● TASK REQUIREMENTS: In the entries that follow, the line with "Query: brick wall" opens the range and the line with "The call MUST return, for every instance of the wooden support" closes it; repeat that range exactly, both lines included.

[Records from a data collection]
--
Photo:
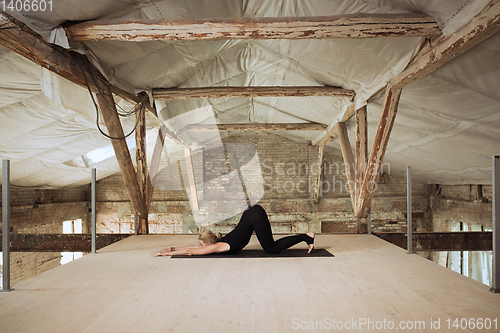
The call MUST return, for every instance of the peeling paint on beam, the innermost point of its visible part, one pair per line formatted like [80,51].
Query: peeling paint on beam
[442,241]
[247,92]
[61,242]
[256,127]
[340,26]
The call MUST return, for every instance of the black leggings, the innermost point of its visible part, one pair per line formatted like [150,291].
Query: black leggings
[255,219]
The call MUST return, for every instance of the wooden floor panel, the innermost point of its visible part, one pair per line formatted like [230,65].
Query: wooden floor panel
[124,289]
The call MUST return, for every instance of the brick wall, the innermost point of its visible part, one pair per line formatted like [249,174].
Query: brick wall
[459,203]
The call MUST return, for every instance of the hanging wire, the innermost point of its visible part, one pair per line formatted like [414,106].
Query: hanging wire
[138,108]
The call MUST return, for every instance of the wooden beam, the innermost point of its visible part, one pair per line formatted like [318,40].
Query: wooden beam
[361,150]
[377,152]
[122,152]
[191,179]
[60,242]
[217,92]
[256,127]
[332,132]
[340,26]
[345,146]
[319,175]
[442,241]
[445,49]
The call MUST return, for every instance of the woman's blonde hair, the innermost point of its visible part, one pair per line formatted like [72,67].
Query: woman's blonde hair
[209,237]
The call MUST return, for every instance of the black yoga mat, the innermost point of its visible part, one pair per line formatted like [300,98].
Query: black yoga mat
[290,253]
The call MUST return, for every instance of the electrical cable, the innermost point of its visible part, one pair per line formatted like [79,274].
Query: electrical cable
[141,106]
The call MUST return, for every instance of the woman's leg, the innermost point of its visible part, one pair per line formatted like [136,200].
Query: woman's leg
[256,217]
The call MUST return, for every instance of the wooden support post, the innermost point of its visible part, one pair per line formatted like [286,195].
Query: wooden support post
[495,223]
[257,127]
[142,169]
[192,183]
[340,26]
[318,186]
[122,152]
[345,146]
[6,225]
[361,151]
[377,153]
[248,92]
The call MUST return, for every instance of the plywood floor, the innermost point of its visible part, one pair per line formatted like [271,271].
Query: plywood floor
[124,289]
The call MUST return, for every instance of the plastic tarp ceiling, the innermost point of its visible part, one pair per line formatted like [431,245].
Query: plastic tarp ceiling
[446,128]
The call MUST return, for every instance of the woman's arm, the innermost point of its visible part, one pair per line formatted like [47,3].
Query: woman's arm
[198,250]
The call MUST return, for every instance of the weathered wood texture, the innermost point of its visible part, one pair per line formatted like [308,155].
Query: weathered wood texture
[442,241]
[256,127]
[191,179]
[122,152]
[377,153]
[61,242]
[361,150]
[445,49]
[319,174]
[217,92]
[19,38]
[340,26]
[142,169]
[333,129]
[346,149]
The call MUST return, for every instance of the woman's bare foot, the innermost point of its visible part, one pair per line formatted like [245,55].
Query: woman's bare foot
[310,246]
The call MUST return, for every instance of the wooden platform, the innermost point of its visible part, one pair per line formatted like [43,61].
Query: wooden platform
[124,289]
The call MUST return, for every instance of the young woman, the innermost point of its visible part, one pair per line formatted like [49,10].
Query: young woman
[253,219]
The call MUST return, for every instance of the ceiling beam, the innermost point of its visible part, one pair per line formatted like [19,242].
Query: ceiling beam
[60,242]
[340,26]
[332,130]
[217,92]
[346,149]
[18,37]
[256,127]
[442,241]
[122,153]
[445,49]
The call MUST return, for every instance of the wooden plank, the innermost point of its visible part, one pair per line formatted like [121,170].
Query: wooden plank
[122,153]
[445,49]
[142,169]
[319,174]
[361,150]
[332,130]
[339,26]
[191,179]
[247,92]
[256,127]
[18,37]
[345,146]
[384,128]
[61,242]
[442,241]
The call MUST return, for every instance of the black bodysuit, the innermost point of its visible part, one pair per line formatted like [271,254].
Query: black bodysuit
[255,219]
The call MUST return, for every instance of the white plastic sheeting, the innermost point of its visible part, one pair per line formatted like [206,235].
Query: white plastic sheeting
[446,127]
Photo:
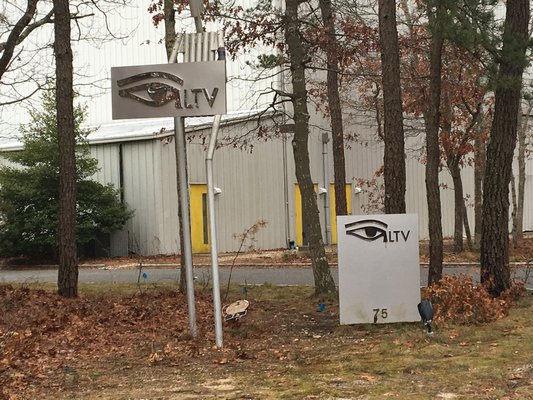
--
● RESULT OF THE TASK:
Query: brick wall
[459,203]
The call MUST return, for every instance of the hanging wire, the innermost point of its visible part, one pair per line formatted like [414,106].
Query: hanging wire
[138,108]
The call MUST return, for every instance of the wooden beam, the innermost point of its visible part, one pair per line formatted like [318,40].
Query: wooden beam
[361,150]
[377,152]
[122,152]
[191,179]
[60,242]
[217,92]
[256,127]
[332,132]
[340,26]
[345,146]
[319,175]
[442,241]
[445,49]
The call MUST return, for every instance of the woman's blonde hair, the innermost point of its visible part, one pair per line formatted like [72,67].
Query: woman's blonde hair
[209,237]
The call MUST return, for every instance of the black yoga mat, the innermost point of its visible part, one pair per line formatted like [300,98].
Query: black yoga mat
[290,253]
The call MUST return, for every instance of the electrical cable, the innermost point of its visible part, one pair per line formatted like [79,274].
Query: electrical cable
[141,106]
The call MUST return, for every instance of the woman's leg, the innermost point of its visible part, one pair per line formatted like [136,200].
Query: woman's leg
[256,217]
The call MUST return, for every instance of the wooden support post, the innermost point of its visible part, one pair per line formatted like [286,195].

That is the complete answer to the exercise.